Problem requirements »
Rescale the part of the material that opens with the line containing "Can you find the presentation" and closes with the line containing "pixel 372 103", giving only those lines and keeping the requests. Multiply each x and y coordinate in the answers by 2.55 and round to whole numbers, with halves rounded up.

Input »
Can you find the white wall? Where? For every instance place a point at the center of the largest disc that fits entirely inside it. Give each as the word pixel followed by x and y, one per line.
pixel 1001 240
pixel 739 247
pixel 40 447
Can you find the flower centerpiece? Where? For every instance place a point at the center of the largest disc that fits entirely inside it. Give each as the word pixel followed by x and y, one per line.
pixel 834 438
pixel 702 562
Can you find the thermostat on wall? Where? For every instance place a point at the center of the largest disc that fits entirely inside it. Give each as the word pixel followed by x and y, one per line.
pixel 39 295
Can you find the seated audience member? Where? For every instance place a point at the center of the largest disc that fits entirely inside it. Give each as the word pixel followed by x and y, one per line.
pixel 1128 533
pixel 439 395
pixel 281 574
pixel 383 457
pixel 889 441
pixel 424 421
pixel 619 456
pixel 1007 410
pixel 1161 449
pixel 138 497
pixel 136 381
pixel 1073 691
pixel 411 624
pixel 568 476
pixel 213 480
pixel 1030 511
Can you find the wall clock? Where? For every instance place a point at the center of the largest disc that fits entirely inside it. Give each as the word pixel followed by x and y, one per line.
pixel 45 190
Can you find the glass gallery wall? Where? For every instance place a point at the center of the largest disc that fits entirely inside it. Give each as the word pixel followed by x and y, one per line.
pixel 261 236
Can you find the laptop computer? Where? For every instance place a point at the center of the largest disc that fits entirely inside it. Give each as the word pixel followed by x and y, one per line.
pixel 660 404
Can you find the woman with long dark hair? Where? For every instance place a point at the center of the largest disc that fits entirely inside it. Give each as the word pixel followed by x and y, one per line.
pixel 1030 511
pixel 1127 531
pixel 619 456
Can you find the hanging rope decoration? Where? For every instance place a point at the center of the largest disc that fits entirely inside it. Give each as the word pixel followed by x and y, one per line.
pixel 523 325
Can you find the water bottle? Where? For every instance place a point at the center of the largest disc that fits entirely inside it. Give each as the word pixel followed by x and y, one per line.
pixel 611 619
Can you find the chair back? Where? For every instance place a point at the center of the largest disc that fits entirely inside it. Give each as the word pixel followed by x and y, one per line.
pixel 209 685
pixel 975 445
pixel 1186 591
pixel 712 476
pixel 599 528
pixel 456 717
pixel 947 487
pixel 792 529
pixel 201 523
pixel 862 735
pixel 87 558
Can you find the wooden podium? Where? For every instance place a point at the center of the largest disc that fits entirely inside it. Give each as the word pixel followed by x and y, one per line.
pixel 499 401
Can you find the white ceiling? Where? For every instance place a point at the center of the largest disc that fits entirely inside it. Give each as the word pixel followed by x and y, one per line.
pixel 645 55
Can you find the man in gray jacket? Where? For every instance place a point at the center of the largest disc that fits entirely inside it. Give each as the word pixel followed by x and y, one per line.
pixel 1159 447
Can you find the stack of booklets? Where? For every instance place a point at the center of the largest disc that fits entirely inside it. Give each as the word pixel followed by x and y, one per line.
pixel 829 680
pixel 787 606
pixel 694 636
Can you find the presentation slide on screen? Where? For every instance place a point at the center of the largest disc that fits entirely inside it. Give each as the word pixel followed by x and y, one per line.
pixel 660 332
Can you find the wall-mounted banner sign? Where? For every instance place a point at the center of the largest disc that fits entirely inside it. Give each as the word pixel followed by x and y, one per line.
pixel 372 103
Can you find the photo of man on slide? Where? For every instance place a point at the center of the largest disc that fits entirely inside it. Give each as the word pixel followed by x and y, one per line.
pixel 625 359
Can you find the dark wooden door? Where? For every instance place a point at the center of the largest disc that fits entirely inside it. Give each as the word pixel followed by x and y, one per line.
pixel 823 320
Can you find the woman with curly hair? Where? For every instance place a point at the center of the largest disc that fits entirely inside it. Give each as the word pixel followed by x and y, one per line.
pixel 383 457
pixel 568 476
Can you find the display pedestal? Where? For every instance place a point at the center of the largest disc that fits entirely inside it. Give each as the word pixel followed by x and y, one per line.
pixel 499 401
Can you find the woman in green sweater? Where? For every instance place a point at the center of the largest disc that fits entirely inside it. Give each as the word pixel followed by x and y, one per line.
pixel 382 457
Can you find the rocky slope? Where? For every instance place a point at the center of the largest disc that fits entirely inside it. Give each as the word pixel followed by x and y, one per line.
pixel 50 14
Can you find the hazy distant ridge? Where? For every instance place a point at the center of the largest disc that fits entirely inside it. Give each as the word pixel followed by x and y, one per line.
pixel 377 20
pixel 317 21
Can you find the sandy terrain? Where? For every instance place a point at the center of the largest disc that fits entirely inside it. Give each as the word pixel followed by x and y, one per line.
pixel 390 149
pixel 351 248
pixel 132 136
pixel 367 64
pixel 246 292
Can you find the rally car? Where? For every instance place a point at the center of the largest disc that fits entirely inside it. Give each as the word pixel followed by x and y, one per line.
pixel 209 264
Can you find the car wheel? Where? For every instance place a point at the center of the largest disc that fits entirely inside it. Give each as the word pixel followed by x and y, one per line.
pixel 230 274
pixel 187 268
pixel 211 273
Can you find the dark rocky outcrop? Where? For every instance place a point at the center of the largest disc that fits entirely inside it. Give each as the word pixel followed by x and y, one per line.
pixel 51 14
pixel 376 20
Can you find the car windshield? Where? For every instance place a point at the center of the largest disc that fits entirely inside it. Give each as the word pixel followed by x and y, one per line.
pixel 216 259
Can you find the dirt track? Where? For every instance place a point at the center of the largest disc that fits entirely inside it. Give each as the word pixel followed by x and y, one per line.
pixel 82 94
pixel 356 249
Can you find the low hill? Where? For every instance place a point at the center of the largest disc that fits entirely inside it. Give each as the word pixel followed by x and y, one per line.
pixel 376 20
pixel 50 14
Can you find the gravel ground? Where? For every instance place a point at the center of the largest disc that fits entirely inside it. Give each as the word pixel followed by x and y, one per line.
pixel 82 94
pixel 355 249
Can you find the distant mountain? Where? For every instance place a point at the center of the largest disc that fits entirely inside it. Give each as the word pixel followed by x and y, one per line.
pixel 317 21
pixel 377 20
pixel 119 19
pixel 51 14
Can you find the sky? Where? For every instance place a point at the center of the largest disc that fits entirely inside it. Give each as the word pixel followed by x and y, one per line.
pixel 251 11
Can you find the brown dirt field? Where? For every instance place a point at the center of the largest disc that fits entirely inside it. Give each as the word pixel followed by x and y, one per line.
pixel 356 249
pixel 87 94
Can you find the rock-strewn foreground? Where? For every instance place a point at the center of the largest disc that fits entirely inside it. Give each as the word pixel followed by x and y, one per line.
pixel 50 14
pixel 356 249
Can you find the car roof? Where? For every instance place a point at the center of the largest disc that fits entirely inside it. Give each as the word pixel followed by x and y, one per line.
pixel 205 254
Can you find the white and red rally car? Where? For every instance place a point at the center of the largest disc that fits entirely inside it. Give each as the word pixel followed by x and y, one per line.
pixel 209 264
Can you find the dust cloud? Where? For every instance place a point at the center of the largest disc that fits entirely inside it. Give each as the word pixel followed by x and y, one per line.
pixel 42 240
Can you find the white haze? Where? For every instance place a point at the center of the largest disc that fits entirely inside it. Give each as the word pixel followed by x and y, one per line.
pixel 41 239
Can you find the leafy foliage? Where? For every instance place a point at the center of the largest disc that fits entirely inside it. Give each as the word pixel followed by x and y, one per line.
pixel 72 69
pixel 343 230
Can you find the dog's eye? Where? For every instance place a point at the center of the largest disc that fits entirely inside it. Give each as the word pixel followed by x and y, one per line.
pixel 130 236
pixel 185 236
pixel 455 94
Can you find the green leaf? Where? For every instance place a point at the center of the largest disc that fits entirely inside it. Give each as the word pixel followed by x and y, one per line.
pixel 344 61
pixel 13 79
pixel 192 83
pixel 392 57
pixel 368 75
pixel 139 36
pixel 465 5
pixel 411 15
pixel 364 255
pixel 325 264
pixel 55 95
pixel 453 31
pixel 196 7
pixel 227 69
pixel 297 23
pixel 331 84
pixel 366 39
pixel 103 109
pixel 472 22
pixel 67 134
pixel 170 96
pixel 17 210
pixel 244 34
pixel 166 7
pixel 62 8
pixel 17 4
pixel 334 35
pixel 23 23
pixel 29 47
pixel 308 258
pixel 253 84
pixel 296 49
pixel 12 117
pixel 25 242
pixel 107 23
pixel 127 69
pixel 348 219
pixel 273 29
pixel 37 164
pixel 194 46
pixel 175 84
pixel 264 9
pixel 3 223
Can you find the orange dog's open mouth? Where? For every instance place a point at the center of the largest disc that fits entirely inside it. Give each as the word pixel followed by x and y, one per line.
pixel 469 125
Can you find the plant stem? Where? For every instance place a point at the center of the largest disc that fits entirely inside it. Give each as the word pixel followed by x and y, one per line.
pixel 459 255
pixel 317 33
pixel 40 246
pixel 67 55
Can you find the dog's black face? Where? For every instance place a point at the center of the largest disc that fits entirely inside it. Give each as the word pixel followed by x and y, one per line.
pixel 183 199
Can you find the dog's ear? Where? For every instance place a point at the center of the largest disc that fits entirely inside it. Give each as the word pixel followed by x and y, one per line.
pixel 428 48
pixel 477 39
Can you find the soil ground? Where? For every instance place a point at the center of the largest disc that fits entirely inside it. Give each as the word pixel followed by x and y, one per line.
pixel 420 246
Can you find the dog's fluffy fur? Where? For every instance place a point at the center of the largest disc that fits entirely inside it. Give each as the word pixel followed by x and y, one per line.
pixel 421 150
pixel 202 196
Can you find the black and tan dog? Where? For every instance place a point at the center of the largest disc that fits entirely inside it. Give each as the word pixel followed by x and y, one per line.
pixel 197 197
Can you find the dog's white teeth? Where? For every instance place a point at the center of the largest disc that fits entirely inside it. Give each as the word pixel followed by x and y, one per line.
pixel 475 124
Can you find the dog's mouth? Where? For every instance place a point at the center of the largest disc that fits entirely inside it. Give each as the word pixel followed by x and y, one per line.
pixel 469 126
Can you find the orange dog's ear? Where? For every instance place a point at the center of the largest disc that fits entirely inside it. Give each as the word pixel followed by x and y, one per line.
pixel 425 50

Answer to the exercise »
Can you find the presentation slide on screen? Where? For every instance place a point at the center of the largest disc that fits entirely inside it. Give each as the word pixel followed by x and y, one per line.
pixel 1683 847
Can you find the wall-mounted banner sign? Where? For every instance place a point at the center of the largest disc that fits entirely inside it. Give each as the word pixel followed by x and y, one per line.
pixel 949 263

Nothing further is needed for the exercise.